[[ RECORD EXTRACTS, beginning ]]

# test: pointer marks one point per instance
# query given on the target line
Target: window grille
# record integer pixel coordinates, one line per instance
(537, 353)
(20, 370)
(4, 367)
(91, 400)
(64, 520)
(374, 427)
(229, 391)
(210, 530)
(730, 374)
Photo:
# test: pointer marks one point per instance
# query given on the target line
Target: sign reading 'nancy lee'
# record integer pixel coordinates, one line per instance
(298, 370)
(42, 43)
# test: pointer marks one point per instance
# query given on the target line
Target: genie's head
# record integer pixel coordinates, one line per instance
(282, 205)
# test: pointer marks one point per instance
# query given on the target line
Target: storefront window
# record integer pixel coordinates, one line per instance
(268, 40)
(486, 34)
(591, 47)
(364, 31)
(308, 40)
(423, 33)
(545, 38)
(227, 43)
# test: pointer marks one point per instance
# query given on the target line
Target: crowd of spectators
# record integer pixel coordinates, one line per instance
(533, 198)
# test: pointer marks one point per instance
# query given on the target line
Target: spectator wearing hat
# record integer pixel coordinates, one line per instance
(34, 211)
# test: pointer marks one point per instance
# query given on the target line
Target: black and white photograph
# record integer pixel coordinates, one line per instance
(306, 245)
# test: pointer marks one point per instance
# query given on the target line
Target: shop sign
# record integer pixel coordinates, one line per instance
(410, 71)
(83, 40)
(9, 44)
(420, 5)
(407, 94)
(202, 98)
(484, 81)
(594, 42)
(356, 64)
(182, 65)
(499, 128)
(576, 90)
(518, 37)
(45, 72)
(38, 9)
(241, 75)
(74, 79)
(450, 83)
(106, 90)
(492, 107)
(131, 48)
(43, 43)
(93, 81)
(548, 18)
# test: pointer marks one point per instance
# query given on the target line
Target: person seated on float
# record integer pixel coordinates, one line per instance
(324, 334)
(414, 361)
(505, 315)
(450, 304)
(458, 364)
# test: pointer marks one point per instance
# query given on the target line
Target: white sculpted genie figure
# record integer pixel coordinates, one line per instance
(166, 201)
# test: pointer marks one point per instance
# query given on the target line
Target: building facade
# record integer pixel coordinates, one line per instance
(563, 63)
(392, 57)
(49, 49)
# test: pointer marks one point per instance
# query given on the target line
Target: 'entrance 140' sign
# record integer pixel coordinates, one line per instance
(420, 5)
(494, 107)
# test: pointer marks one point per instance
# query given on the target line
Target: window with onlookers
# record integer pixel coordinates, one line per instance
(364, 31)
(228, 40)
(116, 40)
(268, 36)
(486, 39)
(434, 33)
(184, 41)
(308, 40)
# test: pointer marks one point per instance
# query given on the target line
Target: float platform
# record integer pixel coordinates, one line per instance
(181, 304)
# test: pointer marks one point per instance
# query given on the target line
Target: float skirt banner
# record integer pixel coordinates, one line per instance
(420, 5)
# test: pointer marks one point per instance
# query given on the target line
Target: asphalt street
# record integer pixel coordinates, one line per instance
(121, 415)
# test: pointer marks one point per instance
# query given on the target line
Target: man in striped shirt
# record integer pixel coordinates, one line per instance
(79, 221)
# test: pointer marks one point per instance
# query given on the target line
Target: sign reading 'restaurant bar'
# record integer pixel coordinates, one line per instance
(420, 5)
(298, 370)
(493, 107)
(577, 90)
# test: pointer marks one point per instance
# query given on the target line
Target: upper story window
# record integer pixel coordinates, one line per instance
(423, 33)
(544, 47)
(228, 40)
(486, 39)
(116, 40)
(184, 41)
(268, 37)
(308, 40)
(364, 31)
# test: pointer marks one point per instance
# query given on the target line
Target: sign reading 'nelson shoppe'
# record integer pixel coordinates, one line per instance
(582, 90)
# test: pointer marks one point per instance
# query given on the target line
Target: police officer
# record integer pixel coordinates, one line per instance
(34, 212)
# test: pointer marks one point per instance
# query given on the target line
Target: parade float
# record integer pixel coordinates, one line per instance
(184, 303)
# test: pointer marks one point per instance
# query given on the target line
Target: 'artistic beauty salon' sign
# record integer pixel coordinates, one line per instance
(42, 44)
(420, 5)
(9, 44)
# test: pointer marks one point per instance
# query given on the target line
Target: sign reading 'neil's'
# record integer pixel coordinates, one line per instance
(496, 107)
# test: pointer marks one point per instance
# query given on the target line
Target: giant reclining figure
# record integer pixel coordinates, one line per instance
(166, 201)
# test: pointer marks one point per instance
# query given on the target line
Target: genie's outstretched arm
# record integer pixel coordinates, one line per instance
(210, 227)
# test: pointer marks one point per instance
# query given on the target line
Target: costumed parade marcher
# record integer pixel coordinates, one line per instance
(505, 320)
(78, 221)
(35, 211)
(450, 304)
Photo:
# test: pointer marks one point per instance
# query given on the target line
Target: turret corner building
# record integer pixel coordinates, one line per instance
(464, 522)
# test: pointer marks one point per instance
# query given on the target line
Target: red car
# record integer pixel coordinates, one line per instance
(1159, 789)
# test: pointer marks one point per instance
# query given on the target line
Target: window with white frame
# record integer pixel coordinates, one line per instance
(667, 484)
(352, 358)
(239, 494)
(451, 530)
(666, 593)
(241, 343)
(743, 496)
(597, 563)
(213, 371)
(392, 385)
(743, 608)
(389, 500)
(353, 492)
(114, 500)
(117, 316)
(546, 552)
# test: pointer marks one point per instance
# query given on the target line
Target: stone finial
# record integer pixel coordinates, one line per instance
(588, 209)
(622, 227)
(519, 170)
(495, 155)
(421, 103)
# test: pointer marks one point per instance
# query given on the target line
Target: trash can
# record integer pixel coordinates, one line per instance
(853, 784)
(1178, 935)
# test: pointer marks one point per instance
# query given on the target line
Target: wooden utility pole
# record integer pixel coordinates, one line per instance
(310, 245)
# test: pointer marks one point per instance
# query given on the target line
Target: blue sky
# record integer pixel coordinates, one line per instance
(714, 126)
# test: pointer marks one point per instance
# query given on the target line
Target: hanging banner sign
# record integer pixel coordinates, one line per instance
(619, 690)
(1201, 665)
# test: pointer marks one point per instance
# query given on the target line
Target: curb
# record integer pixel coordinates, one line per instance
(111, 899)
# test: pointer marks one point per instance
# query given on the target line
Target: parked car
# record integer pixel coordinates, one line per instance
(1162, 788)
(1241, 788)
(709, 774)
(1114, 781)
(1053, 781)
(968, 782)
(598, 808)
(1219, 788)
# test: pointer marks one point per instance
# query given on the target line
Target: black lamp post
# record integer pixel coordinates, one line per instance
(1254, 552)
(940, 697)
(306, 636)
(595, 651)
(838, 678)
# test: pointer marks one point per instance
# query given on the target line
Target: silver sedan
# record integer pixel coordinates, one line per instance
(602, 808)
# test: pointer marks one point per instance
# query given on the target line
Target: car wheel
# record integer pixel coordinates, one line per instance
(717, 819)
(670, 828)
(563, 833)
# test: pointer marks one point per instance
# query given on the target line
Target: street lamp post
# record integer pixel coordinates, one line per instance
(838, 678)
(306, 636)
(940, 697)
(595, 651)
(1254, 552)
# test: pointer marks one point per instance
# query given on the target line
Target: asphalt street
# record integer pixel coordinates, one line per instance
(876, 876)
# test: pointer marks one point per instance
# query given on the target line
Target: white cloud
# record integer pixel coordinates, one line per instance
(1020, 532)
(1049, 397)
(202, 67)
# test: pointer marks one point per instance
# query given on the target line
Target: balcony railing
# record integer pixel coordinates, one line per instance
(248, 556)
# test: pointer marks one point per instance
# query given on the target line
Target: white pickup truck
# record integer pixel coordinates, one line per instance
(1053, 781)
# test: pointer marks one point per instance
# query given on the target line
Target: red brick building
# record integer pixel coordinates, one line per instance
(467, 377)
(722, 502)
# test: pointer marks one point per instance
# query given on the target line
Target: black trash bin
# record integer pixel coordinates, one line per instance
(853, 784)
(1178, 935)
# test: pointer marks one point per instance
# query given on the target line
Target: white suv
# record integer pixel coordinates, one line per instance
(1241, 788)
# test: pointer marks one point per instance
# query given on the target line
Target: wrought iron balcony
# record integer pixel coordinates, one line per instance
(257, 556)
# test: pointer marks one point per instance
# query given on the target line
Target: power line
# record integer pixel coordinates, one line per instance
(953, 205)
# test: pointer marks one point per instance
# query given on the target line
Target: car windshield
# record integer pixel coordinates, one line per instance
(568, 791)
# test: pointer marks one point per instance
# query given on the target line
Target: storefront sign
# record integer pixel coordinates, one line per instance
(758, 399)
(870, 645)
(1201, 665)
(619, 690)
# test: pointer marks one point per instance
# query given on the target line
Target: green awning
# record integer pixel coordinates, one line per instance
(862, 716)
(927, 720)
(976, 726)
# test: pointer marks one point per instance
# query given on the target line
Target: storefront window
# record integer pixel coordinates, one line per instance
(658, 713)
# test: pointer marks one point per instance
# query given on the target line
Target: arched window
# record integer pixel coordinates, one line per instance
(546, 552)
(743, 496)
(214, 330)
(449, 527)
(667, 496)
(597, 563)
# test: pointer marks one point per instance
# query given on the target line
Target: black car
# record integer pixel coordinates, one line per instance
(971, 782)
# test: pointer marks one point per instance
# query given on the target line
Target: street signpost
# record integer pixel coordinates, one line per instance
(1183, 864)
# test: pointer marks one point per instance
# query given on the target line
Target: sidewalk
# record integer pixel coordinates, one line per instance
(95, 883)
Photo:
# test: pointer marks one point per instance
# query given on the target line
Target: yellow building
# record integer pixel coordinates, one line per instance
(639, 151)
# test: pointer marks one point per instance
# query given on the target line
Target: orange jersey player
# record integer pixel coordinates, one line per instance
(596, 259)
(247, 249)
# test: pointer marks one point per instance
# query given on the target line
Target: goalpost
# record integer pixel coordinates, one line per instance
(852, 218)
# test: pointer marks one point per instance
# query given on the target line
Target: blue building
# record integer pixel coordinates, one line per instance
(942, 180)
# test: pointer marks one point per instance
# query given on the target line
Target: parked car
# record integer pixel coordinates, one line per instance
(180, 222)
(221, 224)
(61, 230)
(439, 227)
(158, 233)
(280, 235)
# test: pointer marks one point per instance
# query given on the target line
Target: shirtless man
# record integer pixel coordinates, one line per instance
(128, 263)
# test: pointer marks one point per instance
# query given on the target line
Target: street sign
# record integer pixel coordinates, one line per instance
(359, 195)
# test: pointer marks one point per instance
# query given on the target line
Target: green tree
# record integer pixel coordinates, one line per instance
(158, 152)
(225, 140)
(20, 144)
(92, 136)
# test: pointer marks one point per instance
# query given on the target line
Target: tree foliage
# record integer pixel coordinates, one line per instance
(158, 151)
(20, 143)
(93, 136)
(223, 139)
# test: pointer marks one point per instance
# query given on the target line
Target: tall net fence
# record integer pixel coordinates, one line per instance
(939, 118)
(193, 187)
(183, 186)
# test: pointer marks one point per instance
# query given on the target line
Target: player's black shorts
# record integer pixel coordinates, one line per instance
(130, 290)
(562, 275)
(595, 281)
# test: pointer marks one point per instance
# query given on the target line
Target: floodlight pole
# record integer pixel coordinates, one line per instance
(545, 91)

[[ RECORD EXTRACTS, end ]]

* PROBLEM DETAILS
Bring together all lines of the entries above in which the string "black" occurs.

* YOUR SOLUTION
Target: black and white photograph
Target: black lamp post
Target: black trash bin
Target: black car
Target: player's black shorts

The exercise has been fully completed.